#### [Information shown]
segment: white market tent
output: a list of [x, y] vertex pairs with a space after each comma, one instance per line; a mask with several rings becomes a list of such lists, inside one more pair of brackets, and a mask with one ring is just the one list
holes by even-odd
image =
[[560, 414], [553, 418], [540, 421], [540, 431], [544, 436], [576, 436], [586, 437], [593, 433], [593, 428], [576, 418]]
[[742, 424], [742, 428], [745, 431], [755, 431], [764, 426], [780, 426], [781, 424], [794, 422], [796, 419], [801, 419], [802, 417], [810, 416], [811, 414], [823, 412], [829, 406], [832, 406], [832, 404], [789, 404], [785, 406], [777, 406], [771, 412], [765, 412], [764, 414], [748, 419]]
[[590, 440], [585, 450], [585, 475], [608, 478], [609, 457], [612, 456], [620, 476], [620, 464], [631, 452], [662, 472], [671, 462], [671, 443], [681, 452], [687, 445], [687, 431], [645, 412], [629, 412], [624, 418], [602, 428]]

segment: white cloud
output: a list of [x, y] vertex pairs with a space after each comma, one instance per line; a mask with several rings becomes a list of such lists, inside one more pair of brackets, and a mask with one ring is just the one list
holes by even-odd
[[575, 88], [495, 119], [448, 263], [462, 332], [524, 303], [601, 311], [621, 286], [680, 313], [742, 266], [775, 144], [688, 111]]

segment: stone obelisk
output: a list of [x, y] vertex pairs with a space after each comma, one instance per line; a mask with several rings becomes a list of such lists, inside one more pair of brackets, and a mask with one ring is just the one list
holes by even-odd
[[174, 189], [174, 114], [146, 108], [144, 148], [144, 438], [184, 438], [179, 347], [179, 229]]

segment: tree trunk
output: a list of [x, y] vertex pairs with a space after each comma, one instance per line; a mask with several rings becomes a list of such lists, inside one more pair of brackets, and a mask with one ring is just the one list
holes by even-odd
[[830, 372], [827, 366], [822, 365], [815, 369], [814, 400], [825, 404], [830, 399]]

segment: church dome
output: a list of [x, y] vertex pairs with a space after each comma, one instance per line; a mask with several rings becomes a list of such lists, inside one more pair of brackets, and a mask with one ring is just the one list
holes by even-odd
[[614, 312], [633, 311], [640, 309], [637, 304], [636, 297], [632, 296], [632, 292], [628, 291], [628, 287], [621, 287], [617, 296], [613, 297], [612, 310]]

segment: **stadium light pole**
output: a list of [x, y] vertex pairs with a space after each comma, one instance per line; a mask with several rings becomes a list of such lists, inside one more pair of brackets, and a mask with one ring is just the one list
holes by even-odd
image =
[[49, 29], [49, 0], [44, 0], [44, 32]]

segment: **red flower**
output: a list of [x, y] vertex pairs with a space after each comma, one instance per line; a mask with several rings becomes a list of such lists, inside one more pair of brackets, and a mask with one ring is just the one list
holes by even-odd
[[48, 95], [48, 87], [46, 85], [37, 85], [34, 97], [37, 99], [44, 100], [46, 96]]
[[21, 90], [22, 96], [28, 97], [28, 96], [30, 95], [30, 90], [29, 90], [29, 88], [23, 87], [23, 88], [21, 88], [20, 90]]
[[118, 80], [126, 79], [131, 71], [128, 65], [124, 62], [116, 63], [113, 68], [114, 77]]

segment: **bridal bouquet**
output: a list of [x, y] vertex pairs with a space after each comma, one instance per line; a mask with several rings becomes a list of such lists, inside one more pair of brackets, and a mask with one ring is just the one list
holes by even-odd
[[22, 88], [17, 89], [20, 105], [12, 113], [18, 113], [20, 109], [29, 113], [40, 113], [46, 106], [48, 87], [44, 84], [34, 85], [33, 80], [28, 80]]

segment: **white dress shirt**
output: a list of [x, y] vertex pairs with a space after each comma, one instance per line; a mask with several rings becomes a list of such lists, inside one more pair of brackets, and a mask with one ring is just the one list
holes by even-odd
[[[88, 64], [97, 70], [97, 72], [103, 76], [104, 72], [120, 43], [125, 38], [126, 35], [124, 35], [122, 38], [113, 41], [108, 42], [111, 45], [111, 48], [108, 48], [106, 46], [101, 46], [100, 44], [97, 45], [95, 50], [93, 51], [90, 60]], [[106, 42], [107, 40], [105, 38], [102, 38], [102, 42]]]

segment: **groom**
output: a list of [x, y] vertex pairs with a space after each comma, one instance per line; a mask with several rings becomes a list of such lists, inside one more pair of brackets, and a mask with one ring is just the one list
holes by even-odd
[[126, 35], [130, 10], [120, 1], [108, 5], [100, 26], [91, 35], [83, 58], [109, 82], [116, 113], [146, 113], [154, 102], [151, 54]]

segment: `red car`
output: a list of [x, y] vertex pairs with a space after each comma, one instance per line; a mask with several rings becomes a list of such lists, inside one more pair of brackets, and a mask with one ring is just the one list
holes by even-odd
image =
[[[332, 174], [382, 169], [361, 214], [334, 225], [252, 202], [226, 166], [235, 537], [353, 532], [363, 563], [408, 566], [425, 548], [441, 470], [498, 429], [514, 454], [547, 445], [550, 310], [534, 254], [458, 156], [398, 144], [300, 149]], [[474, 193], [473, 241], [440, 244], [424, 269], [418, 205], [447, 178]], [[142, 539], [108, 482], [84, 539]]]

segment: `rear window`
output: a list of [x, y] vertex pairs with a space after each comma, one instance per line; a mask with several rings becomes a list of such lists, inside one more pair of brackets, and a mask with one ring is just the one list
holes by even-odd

#### [Instruction]
Print, unchanged, the lines from the line with "segment: stone obelisk" to the line with "404], [830, 399]]", both of those lines included.

#### [Answer for this exercise]
segment: stone obelisk
output: a list of [x, y] vertex pairs with a space after each comma, one instance per line; a mask with several rings becomes a list of such lists, inside one more pair of brackets, and a mask with one ring is just the one list
holes by even-odd
[[174, 189], [174, 114], [146, 108], [144, 148], [144, 438], [184, 438], [179, 347], [179, 229]]

segment: tree trunk
output: a list of [x, y] vertex pairs with a space after each comma, one instance per line; a mask with several rings becomes a list of such lists, inside one more pair of brackets, and a mask with one ring is just the one list
holes by even-odd
[[830, 372], [827, 366], [822, 365], [815, 369], [814, 400], [825, 404], [830, 399]]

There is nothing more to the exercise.